# WHAT IS NEEDED
Line by line, copy the material that follows without leaving anything out.

# RECORD EXCERPTS
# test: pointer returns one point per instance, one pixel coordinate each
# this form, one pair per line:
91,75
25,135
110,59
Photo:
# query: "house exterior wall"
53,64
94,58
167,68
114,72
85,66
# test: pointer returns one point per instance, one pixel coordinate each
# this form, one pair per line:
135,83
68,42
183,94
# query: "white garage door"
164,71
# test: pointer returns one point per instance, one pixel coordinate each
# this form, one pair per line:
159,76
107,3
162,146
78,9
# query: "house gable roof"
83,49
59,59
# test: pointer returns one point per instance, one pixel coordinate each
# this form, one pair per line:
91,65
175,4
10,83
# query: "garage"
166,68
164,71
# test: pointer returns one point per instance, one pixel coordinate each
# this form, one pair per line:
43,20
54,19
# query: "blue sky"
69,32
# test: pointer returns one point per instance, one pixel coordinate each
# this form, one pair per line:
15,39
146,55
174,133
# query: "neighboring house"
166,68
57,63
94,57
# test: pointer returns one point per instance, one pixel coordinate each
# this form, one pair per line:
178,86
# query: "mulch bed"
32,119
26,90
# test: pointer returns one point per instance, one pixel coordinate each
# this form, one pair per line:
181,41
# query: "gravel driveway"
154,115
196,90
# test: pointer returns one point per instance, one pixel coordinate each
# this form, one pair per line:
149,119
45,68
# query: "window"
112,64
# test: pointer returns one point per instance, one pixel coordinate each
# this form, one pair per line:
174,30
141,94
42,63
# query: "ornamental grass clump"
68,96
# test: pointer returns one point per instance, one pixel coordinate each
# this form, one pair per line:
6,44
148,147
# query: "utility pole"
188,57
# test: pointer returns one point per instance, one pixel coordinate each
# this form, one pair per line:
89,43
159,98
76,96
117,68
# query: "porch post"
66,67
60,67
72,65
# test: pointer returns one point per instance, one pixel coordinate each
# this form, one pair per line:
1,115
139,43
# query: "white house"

# TASK ANSWER
# test: pointer returns one point per instance, one pixel coordinate each
# this form, one pair per line:
91,75
25,135
110,59
Photo:
# query: "house exterior wall"
53,64
94,58
167,68
114,72
85,66
# test: pointer returns one point per instance, one pixel coordinate each
# this form, one pair per line:
135,83
68,42
183,94
# query: "white garage door"
164,71
# test: pointer returns one point per instance, one pixel coordinate each
# this form, one pair per line:
159,76
107,3
162,146
78,9
# query: "house gable roof"
83,49
59,59
# test: pointer returns one point per instance, one pixel coordinate each
# this form, one pair per line:
91,65
175,4
10,83
# query: "garage"
166,68
164,71
# test: pointer returns one point per instance, one pixel coordinate each
# this form, one pair per line:
43,20
54,19
# query: "blue sky"
69,32
# test: pointer returns one point per instance, one pixel coordinate each
# this form, one pair per line:
15,39
146,55
174,133
# query: "neighboring house"
166,68
57,63
94,57
# test: pointer returns one point per instance, one pixel coordinate each
# this form, one pair per line:
178,86
# query: "mulch bed"
32,119
26,90
# test: pointer returns one point per instance, one pixel coordinate each
# this form, one pair per line:
181,41
# query: "gravel driveway"
154,115
196,90
# test: pointer returns one point per instance, one pixel coordinate each
# this form, one pair per line:
149,119
45,68
# query: "window"
112,64
# test: pointer returns one point per instance, one pixel coordinate each
# this form, one pair per line:
174,30
141,94
42,63
# query: "ornamental grass clump"
68,96
# test: pointer returns one point per instance, one pixel coordinate each
# this form, one pair per line:
6,44
148,147
# query: "utility pole"
188,57
# test: pointer returns one point per instance, one pixel coordinate each
# this form, one pair per line:
89,43
159,98
76,96
117,68
# query: "porch post"
66,67
60,67
72,65
# test: pointer returns one point per instance, one pixel coordinate each
# this form, one pair per line:
1,115
139,43
# query: "white house"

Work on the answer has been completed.